■ Records for processing
● ● ●
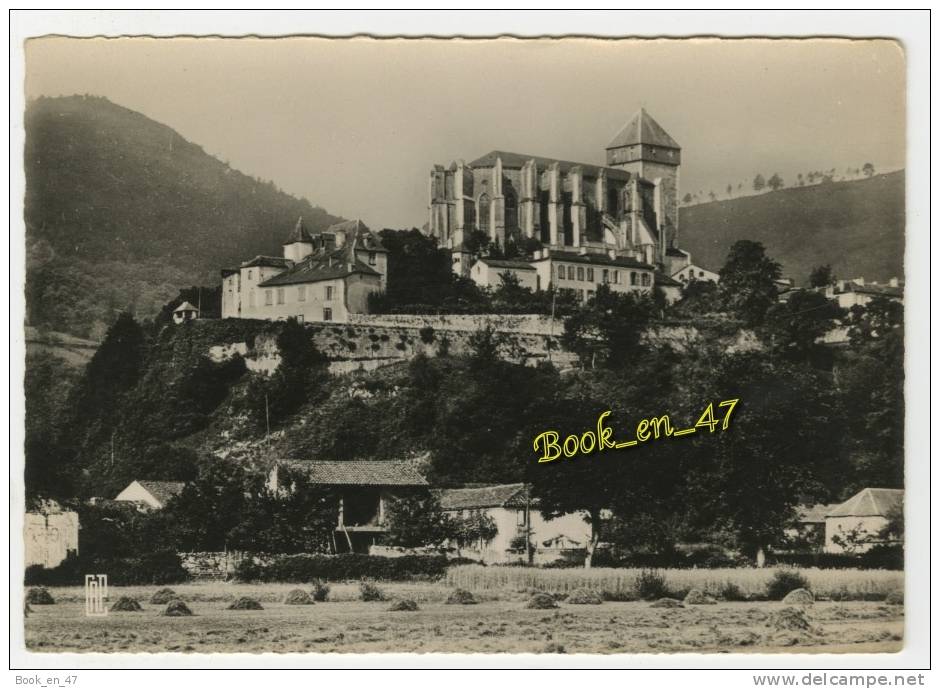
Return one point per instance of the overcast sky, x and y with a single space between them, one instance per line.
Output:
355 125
● ● ●
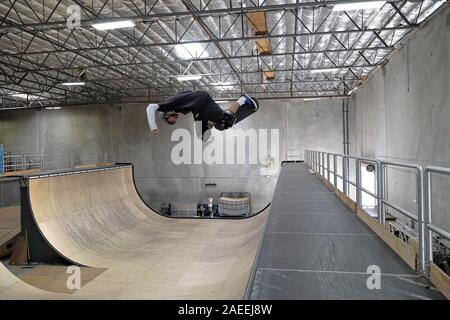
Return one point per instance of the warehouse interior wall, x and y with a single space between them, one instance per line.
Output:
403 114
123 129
● ● ●
■ Goal of the exercise
Wherever the string "single" appears in the entries, copy that line.

■ Answer below
Return one point per instance of the overcast sky, x and y with a single space between them, one instance per line.
Return one point per instance of the warehouse interior wall, x and y with a single space between them, one instance per line.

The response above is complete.